● Supplied information:
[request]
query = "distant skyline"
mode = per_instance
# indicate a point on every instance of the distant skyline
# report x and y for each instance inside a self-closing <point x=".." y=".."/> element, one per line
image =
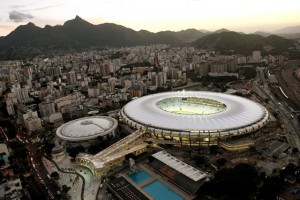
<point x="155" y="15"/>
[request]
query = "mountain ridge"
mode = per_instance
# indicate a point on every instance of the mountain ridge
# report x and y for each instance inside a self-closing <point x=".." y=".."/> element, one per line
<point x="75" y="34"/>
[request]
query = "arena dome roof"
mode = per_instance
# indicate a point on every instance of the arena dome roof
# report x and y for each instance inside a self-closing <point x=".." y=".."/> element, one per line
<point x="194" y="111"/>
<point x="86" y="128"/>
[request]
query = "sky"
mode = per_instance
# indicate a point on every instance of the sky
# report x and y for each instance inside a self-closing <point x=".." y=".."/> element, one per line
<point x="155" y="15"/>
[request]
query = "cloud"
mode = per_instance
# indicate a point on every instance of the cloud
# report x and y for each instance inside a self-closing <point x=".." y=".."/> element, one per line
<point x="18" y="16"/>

...

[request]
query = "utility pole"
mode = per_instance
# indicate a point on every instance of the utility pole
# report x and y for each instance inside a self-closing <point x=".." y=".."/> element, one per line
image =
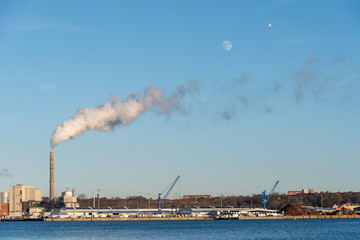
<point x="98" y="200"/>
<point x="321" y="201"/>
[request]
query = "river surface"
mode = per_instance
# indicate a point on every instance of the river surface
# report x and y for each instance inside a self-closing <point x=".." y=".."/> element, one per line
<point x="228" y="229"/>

● What you will do: Return each line of the data where the word "utility" appears.

● Solved problem:
query = "utility pole"
# indicate a point on every instance of the utility pole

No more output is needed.